How many lines of the listing contain the word "round"? Treat case as significant and reply with the number alone.

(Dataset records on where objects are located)
'''

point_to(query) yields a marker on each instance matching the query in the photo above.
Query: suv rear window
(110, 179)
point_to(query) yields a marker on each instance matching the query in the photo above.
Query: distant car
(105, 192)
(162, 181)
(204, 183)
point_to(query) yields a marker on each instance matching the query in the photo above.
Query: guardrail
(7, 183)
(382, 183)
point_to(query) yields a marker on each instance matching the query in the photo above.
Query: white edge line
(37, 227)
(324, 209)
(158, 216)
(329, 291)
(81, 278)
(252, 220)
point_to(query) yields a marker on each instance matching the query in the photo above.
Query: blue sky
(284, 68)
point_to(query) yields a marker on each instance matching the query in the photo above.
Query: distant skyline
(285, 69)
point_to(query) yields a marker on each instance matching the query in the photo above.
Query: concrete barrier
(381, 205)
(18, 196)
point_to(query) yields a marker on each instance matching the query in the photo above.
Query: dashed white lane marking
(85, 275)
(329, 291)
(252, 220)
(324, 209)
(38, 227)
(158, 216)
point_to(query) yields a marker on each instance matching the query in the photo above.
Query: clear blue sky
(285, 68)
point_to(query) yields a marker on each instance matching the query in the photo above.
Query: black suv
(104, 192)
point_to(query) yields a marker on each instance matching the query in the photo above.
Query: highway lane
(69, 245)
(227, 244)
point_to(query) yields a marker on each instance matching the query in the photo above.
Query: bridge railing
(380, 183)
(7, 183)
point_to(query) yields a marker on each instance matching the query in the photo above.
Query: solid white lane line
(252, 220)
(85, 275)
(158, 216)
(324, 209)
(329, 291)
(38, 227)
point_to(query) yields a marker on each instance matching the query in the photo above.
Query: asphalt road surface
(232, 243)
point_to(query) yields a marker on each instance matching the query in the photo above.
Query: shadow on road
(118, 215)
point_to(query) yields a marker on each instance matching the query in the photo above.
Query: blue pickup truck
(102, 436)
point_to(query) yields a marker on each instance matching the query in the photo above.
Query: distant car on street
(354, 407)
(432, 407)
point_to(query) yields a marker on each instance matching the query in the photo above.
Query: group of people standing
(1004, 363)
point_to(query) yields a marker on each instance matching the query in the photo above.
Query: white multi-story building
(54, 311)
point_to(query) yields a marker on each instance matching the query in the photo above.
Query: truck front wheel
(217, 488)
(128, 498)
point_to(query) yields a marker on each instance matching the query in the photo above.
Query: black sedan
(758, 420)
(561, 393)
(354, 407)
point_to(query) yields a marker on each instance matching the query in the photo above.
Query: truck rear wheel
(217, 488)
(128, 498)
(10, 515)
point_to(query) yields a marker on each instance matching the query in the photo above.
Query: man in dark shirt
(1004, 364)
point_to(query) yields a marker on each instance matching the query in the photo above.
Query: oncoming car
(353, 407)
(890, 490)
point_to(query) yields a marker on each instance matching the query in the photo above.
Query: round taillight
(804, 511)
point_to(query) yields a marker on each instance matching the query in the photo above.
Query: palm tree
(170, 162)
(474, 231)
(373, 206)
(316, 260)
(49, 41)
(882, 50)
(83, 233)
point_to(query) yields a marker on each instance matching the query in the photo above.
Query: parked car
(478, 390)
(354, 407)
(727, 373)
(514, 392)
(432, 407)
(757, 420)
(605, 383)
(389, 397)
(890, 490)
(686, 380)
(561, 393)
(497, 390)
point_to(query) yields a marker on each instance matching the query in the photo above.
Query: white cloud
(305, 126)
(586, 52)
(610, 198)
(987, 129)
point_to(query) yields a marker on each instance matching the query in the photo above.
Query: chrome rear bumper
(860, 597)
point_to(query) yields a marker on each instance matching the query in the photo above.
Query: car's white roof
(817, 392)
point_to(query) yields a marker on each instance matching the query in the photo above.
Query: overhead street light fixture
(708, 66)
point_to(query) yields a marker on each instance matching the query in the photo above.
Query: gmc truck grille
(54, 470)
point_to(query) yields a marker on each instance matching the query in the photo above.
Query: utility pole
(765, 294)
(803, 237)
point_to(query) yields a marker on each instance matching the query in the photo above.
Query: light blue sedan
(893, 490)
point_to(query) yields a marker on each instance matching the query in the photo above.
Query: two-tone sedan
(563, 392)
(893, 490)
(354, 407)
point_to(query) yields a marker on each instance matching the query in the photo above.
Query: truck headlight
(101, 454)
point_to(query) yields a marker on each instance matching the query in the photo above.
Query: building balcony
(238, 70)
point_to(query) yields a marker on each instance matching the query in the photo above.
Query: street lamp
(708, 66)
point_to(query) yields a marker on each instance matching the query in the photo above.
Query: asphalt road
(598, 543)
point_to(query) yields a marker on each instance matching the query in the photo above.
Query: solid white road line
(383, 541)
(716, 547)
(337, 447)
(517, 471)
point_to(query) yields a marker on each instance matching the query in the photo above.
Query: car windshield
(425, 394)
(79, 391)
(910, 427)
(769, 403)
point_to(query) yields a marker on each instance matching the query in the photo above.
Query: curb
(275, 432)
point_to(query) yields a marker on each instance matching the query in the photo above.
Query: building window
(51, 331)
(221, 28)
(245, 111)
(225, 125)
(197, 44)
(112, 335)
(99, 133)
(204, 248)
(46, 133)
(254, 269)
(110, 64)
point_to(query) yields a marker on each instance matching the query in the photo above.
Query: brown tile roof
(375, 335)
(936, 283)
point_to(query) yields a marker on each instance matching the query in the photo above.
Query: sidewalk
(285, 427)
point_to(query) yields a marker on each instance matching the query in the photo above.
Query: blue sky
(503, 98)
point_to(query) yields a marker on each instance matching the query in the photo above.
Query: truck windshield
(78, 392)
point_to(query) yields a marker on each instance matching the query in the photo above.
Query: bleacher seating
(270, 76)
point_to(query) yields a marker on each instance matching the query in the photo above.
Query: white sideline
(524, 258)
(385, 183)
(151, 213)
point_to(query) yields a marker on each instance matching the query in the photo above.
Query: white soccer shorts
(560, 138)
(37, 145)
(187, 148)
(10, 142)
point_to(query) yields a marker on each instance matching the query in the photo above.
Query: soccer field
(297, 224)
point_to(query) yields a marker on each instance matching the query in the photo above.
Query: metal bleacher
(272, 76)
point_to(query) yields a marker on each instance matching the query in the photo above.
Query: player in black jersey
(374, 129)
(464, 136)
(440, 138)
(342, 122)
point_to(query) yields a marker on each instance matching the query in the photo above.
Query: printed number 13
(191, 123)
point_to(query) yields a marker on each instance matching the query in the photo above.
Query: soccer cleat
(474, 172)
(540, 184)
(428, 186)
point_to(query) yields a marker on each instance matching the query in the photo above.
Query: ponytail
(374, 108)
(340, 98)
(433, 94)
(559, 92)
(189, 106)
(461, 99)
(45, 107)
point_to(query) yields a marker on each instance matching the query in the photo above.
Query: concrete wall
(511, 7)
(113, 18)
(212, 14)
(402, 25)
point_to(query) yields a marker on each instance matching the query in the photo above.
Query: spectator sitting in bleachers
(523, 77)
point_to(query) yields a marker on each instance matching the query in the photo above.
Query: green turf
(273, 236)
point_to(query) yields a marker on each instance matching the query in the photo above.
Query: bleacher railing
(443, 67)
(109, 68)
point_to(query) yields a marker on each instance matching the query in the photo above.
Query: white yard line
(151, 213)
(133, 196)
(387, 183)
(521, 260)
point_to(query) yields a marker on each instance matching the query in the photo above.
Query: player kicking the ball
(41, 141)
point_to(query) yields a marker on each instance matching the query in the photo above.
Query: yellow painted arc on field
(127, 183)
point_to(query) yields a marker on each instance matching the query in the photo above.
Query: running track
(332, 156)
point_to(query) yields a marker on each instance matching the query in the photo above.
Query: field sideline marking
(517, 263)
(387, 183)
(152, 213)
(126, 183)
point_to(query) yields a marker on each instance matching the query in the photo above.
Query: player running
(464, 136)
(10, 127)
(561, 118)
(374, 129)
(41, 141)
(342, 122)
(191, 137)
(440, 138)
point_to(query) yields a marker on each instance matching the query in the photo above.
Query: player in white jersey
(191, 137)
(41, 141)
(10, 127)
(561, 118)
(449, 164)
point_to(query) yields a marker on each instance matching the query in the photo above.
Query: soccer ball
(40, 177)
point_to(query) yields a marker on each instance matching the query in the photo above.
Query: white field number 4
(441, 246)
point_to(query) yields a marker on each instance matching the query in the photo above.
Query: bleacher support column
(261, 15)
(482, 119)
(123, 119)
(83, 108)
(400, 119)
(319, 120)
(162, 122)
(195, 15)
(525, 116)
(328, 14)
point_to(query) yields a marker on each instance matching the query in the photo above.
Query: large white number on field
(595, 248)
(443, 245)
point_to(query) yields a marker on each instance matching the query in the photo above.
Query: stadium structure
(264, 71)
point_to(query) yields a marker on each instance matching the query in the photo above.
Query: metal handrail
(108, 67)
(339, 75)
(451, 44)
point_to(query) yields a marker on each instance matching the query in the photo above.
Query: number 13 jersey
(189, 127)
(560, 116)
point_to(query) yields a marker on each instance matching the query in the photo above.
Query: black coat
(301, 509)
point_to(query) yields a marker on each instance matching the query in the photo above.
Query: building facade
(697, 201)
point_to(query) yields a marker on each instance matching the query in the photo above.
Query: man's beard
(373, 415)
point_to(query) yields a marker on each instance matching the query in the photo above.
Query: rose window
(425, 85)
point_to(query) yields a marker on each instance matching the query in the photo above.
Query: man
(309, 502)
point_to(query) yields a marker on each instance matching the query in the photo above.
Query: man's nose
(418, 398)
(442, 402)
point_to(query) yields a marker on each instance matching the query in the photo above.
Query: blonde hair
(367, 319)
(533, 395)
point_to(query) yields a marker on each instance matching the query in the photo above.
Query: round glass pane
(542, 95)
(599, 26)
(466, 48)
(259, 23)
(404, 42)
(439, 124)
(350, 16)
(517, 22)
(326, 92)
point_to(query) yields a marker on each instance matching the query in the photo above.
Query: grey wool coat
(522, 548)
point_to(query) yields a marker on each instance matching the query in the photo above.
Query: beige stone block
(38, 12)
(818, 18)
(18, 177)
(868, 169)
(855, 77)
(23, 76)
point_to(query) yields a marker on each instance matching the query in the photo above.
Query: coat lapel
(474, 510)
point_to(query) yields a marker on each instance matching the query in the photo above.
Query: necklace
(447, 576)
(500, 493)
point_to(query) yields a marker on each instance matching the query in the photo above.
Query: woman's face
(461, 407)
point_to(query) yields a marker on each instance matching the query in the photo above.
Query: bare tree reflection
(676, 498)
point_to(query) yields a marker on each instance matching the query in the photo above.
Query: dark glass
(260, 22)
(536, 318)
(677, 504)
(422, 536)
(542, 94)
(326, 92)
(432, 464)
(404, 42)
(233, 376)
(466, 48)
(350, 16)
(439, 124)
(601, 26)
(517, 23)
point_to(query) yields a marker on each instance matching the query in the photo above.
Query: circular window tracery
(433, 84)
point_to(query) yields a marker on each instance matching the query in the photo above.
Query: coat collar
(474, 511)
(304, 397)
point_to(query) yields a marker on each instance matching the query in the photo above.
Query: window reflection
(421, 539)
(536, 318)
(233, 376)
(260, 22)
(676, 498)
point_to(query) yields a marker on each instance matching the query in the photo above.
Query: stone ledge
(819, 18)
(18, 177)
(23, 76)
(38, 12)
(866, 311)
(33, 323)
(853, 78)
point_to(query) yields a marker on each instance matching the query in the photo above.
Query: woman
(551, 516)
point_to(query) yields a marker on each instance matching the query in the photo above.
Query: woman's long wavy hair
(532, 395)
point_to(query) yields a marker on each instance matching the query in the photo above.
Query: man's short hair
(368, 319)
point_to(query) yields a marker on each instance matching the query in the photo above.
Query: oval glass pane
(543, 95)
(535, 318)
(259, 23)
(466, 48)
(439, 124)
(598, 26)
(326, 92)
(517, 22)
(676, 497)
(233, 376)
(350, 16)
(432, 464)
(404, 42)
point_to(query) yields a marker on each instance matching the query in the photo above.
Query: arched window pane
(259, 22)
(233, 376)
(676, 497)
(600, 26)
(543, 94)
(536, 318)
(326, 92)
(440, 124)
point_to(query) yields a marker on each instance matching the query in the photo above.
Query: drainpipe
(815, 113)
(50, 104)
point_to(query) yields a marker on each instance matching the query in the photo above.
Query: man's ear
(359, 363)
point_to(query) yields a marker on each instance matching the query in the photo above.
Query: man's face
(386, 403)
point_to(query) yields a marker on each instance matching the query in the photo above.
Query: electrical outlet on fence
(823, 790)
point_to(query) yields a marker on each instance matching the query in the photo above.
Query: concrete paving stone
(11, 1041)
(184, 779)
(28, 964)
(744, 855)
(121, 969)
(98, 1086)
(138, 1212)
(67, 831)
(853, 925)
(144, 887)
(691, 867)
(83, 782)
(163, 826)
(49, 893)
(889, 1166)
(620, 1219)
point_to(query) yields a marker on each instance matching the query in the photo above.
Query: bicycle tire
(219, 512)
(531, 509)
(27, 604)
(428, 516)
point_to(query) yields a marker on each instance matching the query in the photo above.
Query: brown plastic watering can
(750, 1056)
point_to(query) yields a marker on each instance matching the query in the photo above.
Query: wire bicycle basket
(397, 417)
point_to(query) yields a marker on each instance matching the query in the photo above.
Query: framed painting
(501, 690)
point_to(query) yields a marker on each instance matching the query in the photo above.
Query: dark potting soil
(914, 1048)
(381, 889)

'''

- _Full output_: 2